→ **Cara Mengerjakan**
Kutip bagian teks tentang perawatan pasien demensia, mulai dari "Tenaga medis ini" sampai dengan "fisik bagi pasien.", tanpa mengubah satu kata pun.

→ **Petikan Teks**
▶

Tenaga medis ini termasuk dokter geriatri yang memiliki spesialisasi penanganan pasien lansia, neurolog yang ahli dalam hal penyakit sistem saraf, psikiater yang membantu asesmen serta perawatan gangguan mental, psikolog yang menangani perawatan psikososial, terapis bahasa dan wicara yang membantu meningkatkan kemampuan komunikasi dan/atau menelan pasien, terapis okupasi yang membantu terapi pemulihan fungsi kognitif, serta terapis fisik yang menyiapkan terapi latihan fisik bagi pasien.
Peran Keluarga
Perawatan pasien demensia juga memerlukan peran keluarga. Demensia tidak hanya mempengaruhi satu individu, tapi semua anggota keluarga. Konflik dalam keluarga mungkin muncul terkait dengan tanggung jawab perawatan untuk pasien. Misalnya seorang kakek terkena demensia, sementara istrinya sudah renta sehingga sulit untuk membantu perawatan. Sedangkan anak-anak mereka sudah berkeluarga dan punya rumah sendiri-sendiri.

◀

→ **Cuplikan Data**

▶

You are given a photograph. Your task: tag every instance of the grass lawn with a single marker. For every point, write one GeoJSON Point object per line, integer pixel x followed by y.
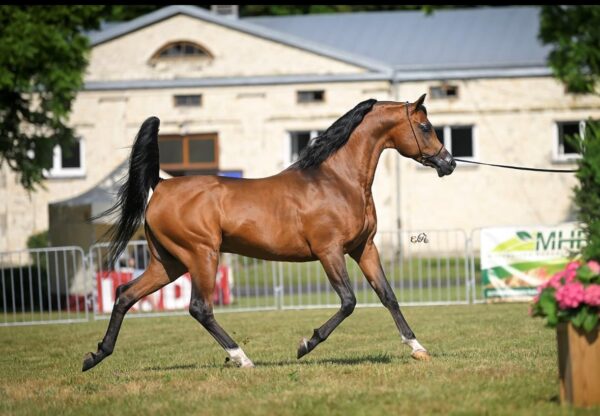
{"type": "Point", "coordinates": [487, 359]}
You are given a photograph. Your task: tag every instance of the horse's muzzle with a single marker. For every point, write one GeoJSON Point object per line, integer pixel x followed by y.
{"type": "Point", "coordinates": [443, 163]}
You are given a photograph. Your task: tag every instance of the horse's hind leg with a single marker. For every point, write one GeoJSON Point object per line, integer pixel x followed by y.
{"type": "Point", "coordinates": [127, 295]}
{"type": "Point", "coordinates": [335, 268]}
{"type": "Point", "coordinates": [367, 258]}
{"type": "Point", "coordinates": [201, 305]}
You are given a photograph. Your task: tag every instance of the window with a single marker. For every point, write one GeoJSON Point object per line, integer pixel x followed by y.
{"type": "Point", "coordinates": [181, 49]}
{"type": "Point", "coordinates": [68, 161]}
{"type": "Point", "coordinates": [311, 96]}
{"type": "Point", "coordinates": [190, 154]}
{"type": "Point", "coordinates": [188, 100]}
{"type": "Point", "coordinates": [298, 140]}
{"type": "Point", "coordinates": [564, 149]}
{"type": "Point", "coordinates": [444, 91]}
{"type": "Point", "coordinates": [458, 140]}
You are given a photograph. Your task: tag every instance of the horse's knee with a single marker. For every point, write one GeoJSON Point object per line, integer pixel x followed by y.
{"type": "Point", "coordinates": [200, 311]}
{"type": "Point", "coordinates": [124, 301]}
{"type": "Point", "coordinates": [348, 306]}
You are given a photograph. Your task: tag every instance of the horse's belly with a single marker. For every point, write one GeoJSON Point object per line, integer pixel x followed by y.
{"type": "Point", "coordinates": [267, 247]}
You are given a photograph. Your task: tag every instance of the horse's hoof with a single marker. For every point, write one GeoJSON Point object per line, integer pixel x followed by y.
{"type": "Point", "coordinates": [421, 355]}
{"type": "Point", "coordinates": [302, 348]}
{"type": "Point", "coordinates": [238, 363]}
{"type": "Point", "coordinates": [89, 361]}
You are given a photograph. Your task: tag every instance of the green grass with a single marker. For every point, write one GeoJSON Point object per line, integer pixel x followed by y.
{"type": "Point", "coordinates": [487, 359]}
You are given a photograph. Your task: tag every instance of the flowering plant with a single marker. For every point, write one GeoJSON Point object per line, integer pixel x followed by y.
{"type": "Point", "coordinates": [571, 295]}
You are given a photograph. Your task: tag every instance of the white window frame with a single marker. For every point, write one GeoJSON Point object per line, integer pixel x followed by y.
{"type": "Point", "coordinates": [58, 171]}
{"type": "Point", "coordinates": [448, 140]}
{"type": "Point", "coordinates": [558, 154]}
{"type": "Point", "coordinates": [287, 148]}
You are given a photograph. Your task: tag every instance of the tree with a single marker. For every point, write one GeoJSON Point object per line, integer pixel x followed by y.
{"type": "Point", "coordinates": [43, 55]}
{"type": "Point", "coordinates": [574, 34]}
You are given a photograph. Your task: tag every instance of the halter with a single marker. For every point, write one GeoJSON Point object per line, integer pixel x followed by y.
{"type": "Point", "coordinates": [423, 157]}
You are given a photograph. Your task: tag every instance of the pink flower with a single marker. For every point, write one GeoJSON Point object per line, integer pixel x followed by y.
{"type": "Point", "coordinates": [570, 295]}
{"type": "Point", "coordinates": [592, 295]}
{"type": "Point", "coordinates": [573, 266]}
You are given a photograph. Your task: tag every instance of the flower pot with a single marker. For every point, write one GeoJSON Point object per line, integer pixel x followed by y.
{"type": "Point", "coordinates": [578, 365]}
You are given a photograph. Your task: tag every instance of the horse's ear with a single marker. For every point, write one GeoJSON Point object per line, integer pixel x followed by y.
{"type": "Point", "coordinates": [419, 102]}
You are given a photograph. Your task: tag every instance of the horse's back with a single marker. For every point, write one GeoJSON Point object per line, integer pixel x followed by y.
{"type": "Point", "coordinates": [254, 217]}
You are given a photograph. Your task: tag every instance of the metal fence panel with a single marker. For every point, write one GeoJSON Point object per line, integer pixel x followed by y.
{"type": "Point", "coordinates": [61, 285]}
{"type": "Point", "coordinates": [41, 286]}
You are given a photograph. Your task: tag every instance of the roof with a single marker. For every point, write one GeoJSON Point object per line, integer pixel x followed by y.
{"type": "Point", "coordinates": [406, 45]}
{"type": "Point", "coordinates": [487, 37]}
{"type": "Point", "coordinates": [113, 31]}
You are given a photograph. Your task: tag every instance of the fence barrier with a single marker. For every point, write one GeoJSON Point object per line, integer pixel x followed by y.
{"type": "Point", "coordinates": [42, 286]}
{"type": "Point", "coordinates": [62, 284]}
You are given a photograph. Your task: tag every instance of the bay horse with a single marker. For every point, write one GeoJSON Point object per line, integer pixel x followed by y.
{"type": "Point", "coordinates": [319, 208]}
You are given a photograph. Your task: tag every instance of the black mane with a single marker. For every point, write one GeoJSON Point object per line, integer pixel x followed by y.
{"type": "Point", "coordinates": [323, 146]}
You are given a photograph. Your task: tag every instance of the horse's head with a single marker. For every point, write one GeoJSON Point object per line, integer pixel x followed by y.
{"type": "Point", "coordinates": [415, 137]}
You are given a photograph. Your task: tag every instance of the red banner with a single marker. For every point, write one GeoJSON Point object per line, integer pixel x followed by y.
{"type": "Point", "coordinates": [175, 296]}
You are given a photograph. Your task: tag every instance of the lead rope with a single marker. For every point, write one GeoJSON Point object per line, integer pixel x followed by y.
{"type": "Point", "coordinates": [481, 163]}
{"type": "Point", "coordinates": [518, 167]}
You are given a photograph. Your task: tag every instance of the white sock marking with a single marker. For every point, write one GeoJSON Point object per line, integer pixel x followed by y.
{"type": "Point", "coordinates": [238, 356]}
{"type": "Point", "coordinates": [414, 344]}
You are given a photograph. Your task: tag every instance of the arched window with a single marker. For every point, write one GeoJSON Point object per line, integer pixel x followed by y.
{"type": "Point", "coordinates": [181, 49]}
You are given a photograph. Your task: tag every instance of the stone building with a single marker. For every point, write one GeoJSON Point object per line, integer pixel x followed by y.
{"type": "Point", "coordinates": [241, 97]}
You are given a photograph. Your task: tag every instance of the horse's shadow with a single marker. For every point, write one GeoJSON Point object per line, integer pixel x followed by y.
{"type": "Point", "coordinates": [364, 359]}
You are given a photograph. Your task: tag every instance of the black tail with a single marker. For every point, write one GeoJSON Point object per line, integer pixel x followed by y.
{"type": "Point", "coordinates": [133, 194]}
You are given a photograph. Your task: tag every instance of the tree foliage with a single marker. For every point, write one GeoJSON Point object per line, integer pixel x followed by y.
{"type": "Point", "coordinates": [587, 191]}
{"type": "Point", "coordinates": [43, 55]}
{"type": "Point", "coordinates": [574, 34]}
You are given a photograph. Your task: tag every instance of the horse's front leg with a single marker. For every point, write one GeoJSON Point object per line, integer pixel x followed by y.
{"type": "Point", "coordinates": [368, 260]}
{"type": "Point", "coordinates": [335, 268]}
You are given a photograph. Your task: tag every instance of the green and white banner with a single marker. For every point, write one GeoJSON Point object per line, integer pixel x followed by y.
{"type": "Point", "coordinates": [516, 260]}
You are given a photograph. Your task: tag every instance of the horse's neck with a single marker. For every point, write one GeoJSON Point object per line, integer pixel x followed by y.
{"type": "Point", "coordinates": [357, 160]}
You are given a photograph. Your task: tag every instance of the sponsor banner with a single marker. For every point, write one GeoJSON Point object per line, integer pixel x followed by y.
{"type": "Point", "coordinates": [174, 296]}
{"type": "Point", "coordinates": [516, 260]}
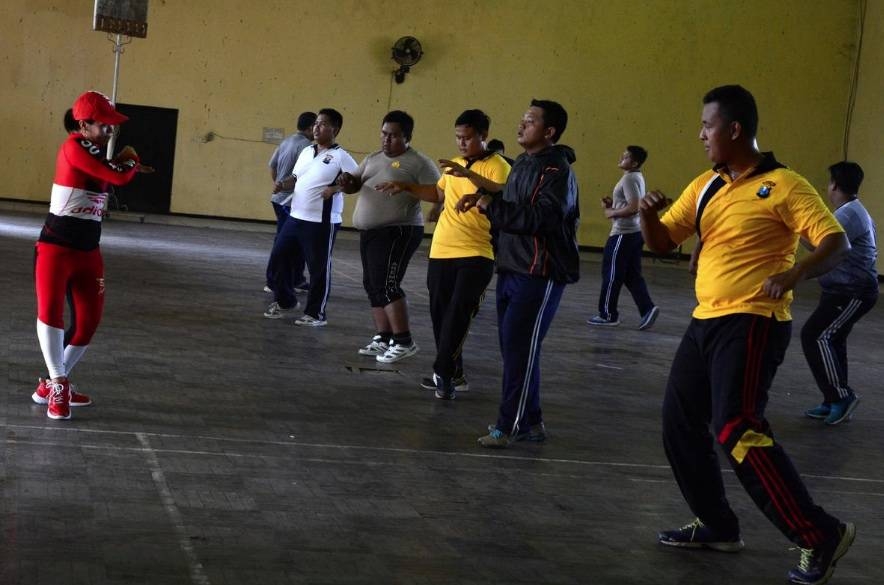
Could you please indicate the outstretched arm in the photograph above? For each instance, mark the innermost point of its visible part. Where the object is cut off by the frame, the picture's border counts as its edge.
(830, 251)
(430, 193)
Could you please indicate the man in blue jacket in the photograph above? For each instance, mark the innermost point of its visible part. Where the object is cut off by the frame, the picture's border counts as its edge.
(537, 255)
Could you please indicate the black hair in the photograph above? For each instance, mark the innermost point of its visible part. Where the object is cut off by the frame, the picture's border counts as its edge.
(475, 119)
(333, 116)
(735, 104)
(847, 176)
(638, 154)
(70, 124)
(306, 120)
(554, 116)
(406, 122)
(495, 145)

◀

→ **Hasil Latihan**
Tenaga medis ini termasuk dokter geriatri yang memiliki spesialisasi penanganan pasien lansia, neurolog yang ahli dalam hal penyakit sistem saraf, psikiater yang membantu asesmen serta perawatan gangguan mental, psikolog yang menangani perawatan psikososial, terapis bahasa dan wicara yang membantu meningkatkan kemampuan komunikasi dan/atau menelan pasien, terapis okupasi yang membantu terapi pemulihan fungsi kognitif, serta terapis fisik yang menyiapkan terapi latihan fisik bagi pasien.